- **Excerpted text**:
************

A “Good Enough” Routine

A "Good Enough" Routine

Hello dear friend,

How are you doing? I hope you are getting more clarity during the slower seasons of the year and are documenting some kind of direction for yourself.

I have found myself not really being diligent with the documenting aspect of things, but I have managed to communicate to my husband what I am thinking, and this has helped hold me accountable as we discuss the fine details of execution, and also create a pathway for remembering my goals.

I know some of you can relate, and there is a science behind it. When we share information, we consolidate information in our brains. It is why we say learn one, do one, teach one in education circles.

We all know that life doesn’t always cooperate with our beautiful plans and intentions. Sometimes the universe—or God, as I like to say—has a different schedule in mind, we don’t often just ask him before we make our plans, so we find ourselves in a quandary and then come crying back.

His redemption plan includes reconciling us back to a merciful God and his good plan for us.

A "Good Enough" Routine

Sometimes life throws us into seasons where everything feels like it’s happening at once, and we find ourselves scrambling just to keep our heads above water. Been there, done that, and I prayed never to be there again. So creating a sustainable life rhythm is such an important part of this.

I want to talk to you about something that has become a lifeline for me during these unpredictable, chaotic seasons: the “good enough” routine.

Not the perfect routine. Not the aspirational routine you see on Instagram with colour-coded schedules and matching journals. Not the routine that requires you to wake up at 5 a.m., ice bath, meditate for an hour, journal deeply, exercise, prepare a nutritious breakfast, drop kids off with a smile, and show up to work looking like you have your life completely figured out.

A "Good Enough" Routine

I’m talking about the routine that survives chaos. The routine that bends without breaking. The routine that meets you exactly where you are and doesn’t demand more than you have to give. One that flows with you and keeps flowing until you have more to give.

The Myth of the Perfect Routine

We have been sold a narrative, my friend. This narrative says that a good routine is rigid, ambitious, and visible. It says that a good routine means you never miss a day. It says that a good routine is proof that you are disciplined, motivated, and serious about your life.

We all aspire to be this person, the person we see online with the pantry to die for and the walk-in wardrobe of dreams… We unfortunately cannot simulate a well-curated advert in our own lives. It is the pressure of the generation we live in, and it’s constantly in our faces.

But here’s what I have learned through multiple seasons of trying to maintain “perfect” routines while life was falling apart: a perfect routine is just another form of perfectionism, and perfectionism is just another form of violence we commit against ourselves.

************

- **Brief 1**:
According to the post about the "good enough" routine, what is perfectionism another form of?

- **Records**:
************

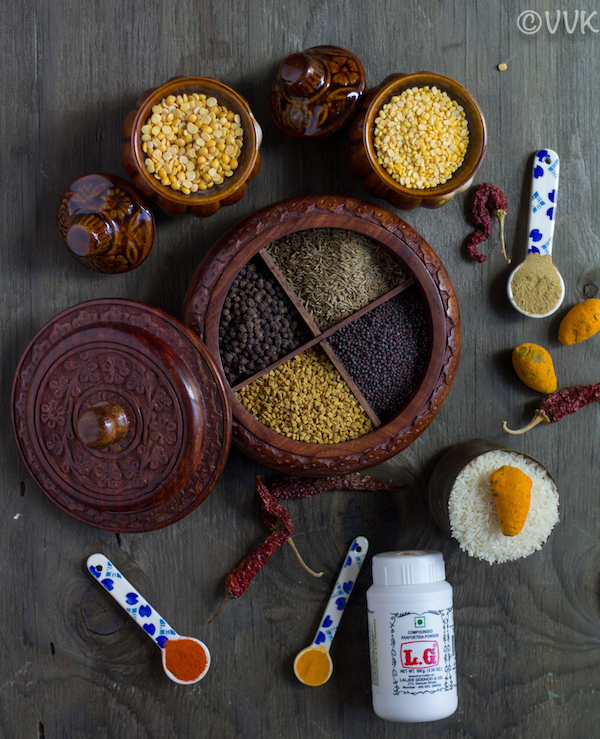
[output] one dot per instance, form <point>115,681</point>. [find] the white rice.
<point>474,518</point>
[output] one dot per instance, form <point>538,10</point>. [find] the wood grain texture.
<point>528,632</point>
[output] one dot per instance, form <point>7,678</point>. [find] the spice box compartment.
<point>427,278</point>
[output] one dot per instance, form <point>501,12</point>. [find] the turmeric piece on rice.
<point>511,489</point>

************

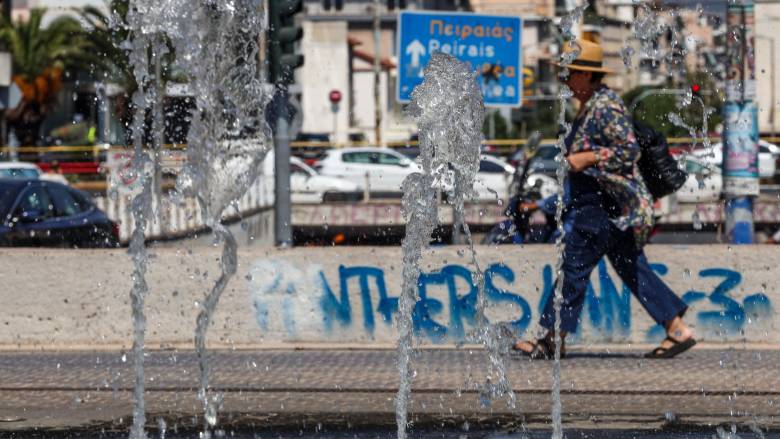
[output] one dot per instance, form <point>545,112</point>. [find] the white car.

************

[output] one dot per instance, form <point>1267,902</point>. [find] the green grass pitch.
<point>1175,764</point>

************

- **Brief 2**:
In the records, repeat word for word everything from the line containing "[output] one dot per instance, form <point>1267,902</point>." down to the line containing "<point>1175,764</point>", including both of those lines.

- **Worked answer 1**:
Violence we commit against ourselves.

- **Worked answer 2**:
[output] one dot per instance, form <point>1267,902</point>. [find] the green grass pitch.
<point>1175,764</point>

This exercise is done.